**Your instructions:** Recast the lines below as a JSON list of strings, one string per line, leaving out blank lines and the pictures.

**Provided records:**

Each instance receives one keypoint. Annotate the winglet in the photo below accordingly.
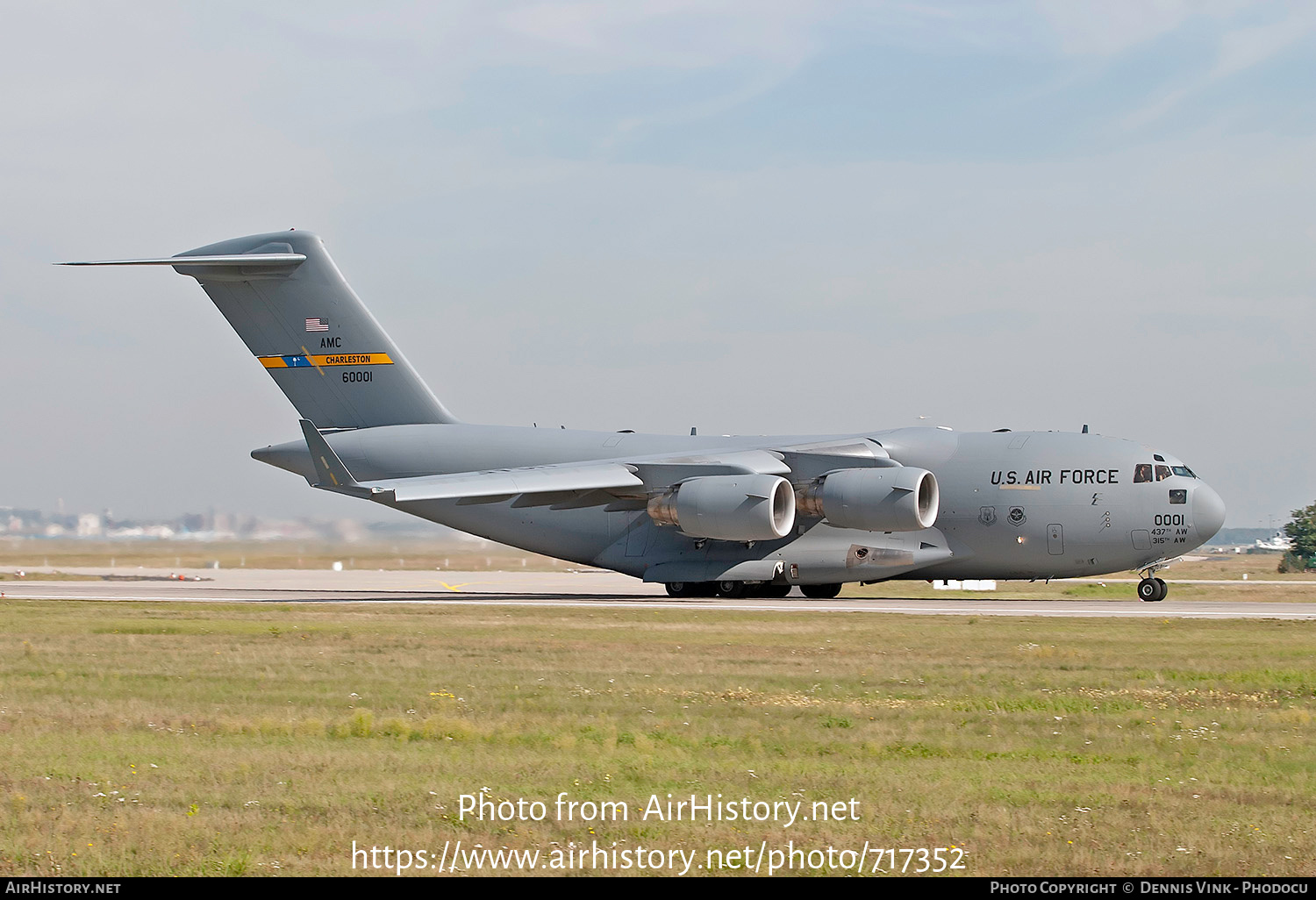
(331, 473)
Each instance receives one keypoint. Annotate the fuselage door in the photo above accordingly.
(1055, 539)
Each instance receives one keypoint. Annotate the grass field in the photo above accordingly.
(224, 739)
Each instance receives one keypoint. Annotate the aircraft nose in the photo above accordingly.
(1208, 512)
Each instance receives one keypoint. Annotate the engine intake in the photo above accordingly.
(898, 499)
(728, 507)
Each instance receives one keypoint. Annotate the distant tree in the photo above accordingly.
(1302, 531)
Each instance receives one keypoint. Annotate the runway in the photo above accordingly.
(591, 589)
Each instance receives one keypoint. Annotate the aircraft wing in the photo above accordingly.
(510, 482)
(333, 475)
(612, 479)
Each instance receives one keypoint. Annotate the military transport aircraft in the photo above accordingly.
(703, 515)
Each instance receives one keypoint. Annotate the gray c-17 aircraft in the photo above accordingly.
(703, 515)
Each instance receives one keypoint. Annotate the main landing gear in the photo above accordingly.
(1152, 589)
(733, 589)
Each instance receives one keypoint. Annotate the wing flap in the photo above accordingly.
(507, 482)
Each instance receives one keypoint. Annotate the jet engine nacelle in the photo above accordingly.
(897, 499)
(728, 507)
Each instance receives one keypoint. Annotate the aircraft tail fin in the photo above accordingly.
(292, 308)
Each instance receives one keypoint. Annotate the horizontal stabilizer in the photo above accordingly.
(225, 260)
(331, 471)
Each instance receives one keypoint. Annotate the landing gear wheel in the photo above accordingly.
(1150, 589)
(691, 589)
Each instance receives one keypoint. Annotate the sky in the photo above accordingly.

**Solution to this task:**
[
  "Each instance receives one keypoint. Annotate the winglet in the photo below accordingly.",
  "(331, 473)",
  "Each instance receives one keypoint. Annotate the fuselage door in the photo above accordingly.",
  "(1055, 539)",
  "Each instance receives one keypoint. Annotate the grass field in the photo above accordingly.",
  "(224, 739)",
  "Each instance receives one keypoint. Annotate the aircraft nose in the photo above accordingly.",
  "(1208, 512)",
  "Each instance receives one keypoint. Annotate the engine intake in the photo above accordingly.",
  "(898, 499)",
  "(728, 507)",
  "Each instance receives one keypoint. Annotate the distant tree in the photo above accordingly.",
  "(1302, 531)",
  "Each instance receives one keypoint. Annotate the runway in the photo above accordingly.",
  "(591, 589)",
  "Each instance receives one keypoint. Annotate the aircraft wing in the photo above accordingly.",
  "(510, 482)",
  "(333, 475)",
  "(612, 479)",
  "Each instance receives one keypoint. Annotate the military transport aircraft in the photo above accordingly.",
  "(703, 515)",
  "Each instance receives one keypoint. Annotate the gray c-17 aircraft in the photo above accordingly.",
  "(703, 515)",
  "Each instance receives one keypoint. Annotate the main landing gear in the photo above accordingly.",
  "(1152, 589)",
  "(733, 589)",
  "Each instance receives one keypoint. Annotate the wing flap in the photo above accordingly.",
  "(507, 482)",
  "Each instance receives one keypoint. Annotate the jet engine nacelle in the photo above accordingly.",
  "(897, 499)",
  "(728, 507)",
  "Each instance receives one keypoint. Annotate the aircraft tail fin in the photo above accordingly.",
  "(292, 308)",
  "Each instance receives one keypoint. Annotate the horizontal stabilizer in the photo above accordingly.",
  "(225, 260)",
  "(331, 471)",
  "Each instance receives one keypoint. Annotate the landing gear wheel in the photo above accordingly.",
  "(1150, 589)",
  "(691, 589)",
  "Each instance receives one keypoint. Annotate the sky in the photo above accordingly."
]